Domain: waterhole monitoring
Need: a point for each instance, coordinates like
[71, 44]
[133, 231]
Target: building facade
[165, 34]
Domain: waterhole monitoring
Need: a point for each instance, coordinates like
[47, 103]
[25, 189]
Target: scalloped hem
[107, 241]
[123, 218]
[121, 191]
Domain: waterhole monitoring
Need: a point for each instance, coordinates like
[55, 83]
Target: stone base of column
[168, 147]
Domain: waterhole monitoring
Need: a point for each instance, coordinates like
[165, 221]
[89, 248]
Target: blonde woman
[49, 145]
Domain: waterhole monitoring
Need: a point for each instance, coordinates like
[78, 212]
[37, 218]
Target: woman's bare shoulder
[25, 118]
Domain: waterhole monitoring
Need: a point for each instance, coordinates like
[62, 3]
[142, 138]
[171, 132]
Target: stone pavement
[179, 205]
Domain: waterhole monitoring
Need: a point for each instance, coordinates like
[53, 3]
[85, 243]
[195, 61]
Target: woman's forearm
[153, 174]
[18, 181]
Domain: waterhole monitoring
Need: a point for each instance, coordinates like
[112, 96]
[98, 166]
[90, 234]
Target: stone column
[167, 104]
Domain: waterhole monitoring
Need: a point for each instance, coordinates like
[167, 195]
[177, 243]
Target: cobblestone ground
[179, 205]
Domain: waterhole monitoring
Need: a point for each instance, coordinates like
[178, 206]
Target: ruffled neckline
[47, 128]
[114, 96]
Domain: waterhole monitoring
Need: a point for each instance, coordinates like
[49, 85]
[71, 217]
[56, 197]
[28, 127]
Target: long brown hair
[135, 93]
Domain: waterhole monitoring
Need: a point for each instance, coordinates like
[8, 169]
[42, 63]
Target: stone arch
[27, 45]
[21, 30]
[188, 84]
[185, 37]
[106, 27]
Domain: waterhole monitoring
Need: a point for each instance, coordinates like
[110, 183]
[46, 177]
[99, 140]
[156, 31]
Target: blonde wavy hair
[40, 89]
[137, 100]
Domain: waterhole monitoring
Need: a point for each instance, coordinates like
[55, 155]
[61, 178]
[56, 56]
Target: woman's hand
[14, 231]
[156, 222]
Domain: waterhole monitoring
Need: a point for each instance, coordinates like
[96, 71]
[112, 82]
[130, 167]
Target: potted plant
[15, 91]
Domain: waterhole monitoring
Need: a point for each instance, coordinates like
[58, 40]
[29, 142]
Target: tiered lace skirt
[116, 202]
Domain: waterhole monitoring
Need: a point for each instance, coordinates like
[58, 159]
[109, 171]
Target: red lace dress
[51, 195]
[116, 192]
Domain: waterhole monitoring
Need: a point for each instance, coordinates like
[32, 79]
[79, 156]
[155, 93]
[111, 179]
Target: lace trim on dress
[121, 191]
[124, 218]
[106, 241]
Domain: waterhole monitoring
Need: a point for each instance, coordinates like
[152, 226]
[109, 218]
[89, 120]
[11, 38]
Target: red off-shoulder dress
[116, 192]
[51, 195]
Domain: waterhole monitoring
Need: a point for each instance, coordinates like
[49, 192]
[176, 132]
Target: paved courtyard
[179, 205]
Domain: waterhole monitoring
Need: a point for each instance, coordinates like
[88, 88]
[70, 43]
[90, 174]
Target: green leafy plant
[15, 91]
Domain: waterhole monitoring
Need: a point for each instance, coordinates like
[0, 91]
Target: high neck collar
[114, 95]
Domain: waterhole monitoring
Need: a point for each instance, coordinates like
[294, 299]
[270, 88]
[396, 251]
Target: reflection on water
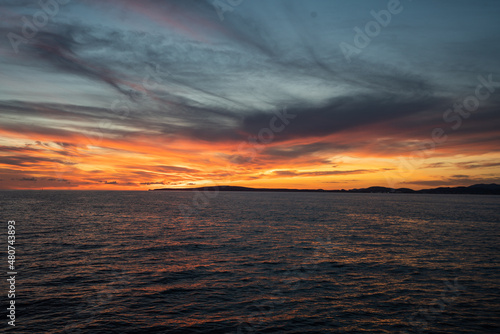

:::::

Filter the data above down to the lines that contain the string "shoulder", and copy each of those lines in full. Case matters when matching.

Target: woman's bare shoulder
Target: red off-shoulder dress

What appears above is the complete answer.